## [The request]
Return each line of the listing below that contains the string "covered", copied in full. Treat the match as case-sensitive.

## [Materials provided]
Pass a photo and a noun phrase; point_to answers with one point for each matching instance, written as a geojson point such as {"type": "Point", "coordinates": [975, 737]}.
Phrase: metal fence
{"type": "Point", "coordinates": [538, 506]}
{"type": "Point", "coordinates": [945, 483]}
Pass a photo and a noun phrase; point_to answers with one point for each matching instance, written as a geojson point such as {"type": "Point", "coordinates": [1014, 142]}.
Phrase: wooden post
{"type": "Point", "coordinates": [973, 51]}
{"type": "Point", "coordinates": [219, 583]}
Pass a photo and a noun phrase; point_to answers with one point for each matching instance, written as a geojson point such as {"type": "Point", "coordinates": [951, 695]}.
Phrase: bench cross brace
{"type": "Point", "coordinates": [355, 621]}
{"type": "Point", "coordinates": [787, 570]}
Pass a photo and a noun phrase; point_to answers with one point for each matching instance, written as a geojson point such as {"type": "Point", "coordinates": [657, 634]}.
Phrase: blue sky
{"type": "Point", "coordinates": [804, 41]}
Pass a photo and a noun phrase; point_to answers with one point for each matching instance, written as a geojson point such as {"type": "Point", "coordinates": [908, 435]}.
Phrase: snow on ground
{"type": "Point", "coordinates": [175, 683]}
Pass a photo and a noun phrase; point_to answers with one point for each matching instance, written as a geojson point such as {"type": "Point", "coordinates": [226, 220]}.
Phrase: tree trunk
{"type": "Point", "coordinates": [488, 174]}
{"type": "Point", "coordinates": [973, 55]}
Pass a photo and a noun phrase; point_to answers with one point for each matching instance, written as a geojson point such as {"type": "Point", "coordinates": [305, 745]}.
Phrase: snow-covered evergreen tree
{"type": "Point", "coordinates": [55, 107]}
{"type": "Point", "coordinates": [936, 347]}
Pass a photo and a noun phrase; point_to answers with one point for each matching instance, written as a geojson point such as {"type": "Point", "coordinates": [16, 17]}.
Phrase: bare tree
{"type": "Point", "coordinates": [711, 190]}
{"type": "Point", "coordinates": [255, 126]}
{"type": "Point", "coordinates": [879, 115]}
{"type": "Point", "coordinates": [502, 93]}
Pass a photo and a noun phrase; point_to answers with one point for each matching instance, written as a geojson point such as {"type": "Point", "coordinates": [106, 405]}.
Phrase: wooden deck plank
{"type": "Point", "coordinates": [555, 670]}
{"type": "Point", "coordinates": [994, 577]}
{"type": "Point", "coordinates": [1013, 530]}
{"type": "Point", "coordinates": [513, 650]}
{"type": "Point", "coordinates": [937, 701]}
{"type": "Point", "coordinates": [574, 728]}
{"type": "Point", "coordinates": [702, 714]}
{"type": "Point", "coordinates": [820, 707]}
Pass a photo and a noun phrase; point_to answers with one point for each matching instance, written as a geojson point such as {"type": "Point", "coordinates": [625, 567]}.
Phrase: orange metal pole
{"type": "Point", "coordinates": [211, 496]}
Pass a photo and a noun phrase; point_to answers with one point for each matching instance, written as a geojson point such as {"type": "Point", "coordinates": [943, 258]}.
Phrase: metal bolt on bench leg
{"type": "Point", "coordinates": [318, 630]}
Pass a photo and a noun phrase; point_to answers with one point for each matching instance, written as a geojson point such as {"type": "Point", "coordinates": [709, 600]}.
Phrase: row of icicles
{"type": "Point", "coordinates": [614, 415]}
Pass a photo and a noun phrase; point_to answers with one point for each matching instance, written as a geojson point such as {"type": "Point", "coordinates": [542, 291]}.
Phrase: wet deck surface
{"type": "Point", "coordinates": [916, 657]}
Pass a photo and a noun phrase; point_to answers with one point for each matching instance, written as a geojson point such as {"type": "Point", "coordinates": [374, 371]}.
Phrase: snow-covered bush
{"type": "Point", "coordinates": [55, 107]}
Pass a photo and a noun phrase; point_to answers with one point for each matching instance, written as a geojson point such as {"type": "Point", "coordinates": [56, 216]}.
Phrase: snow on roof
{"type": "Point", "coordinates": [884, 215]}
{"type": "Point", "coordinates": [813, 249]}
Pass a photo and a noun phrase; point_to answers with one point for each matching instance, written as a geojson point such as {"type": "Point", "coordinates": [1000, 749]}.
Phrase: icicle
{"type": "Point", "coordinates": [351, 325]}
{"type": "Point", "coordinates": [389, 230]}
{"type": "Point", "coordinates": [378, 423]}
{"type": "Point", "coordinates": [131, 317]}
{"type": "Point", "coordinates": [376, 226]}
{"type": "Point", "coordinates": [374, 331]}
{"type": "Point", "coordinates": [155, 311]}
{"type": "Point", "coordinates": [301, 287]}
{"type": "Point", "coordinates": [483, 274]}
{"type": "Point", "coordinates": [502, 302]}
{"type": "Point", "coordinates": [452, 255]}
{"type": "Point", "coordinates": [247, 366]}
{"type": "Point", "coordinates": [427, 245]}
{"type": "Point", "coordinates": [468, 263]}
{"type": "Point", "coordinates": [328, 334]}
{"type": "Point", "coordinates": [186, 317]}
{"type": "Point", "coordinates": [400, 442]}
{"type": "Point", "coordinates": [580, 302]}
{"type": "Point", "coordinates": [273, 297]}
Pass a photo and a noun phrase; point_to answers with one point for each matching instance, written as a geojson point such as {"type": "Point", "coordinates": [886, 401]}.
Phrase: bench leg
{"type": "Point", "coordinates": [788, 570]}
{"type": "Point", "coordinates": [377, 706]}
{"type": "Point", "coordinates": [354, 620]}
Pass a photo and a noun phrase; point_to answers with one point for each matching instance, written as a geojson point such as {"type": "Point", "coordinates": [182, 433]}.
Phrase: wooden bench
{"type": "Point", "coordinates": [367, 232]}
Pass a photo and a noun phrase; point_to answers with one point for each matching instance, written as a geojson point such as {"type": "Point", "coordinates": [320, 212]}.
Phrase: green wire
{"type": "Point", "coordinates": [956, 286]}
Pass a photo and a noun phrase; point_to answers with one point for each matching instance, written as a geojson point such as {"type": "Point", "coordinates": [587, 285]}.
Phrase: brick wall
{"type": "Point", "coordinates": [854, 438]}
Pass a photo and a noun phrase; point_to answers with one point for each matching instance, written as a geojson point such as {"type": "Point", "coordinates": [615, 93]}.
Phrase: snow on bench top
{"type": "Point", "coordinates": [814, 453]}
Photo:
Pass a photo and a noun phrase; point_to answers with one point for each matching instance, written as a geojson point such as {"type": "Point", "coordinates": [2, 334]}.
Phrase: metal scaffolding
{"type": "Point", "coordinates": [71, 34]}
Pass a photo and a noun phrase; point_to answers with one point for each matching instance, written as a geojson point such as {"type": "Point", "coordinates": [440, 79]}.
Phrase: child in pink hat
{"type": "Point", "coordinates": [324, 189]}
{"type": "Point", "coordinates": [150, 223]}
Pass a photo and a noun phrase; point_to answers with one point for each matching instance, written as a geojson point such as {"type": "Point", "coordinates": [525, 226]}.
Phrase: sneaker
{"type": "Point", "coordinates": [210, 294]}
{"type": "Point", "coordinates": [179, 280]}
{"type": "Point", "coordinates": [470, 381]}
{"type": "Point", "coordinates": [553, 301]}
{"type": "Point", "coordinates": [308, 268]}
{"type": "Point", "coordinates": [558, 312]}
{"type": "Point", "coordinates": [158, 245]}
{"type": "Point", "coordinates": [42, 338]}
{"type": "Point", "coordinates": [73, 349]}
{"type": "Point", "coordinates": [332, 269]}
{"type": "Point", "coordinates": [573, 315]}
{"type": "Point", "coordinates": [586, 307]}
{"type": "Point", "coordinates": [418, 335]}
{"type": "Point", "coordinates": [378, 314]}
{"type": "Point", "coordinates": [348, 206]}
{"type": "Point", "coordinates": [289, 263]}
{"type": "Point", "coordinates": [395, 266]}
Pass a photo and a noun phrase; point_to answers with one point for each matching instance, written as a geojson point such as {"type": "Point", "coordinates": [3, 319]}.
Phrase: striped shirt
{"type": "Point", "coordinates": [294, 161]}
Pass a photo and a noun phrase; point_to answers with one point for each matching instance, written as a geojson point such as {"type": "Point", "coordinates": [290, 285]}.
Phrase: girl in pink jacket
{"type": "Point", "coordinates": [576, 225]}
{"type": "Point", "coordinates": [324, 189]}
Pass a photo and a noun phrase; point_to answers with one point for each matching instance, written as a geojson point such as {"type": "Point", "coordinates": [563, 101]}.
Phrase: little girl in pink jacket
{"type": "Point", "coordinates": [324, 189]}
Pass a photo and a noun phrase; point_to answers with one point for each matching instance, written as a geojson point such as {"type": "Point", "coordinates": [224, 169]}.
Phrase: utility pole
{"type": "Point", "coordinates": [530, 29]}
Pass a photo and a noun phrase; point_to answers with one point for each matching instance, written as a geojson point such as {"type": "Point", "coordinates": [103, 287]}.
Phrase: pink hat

## [Expected answer]
Phrase: snow-covered evergreen tree
Phrase: snow-covered bush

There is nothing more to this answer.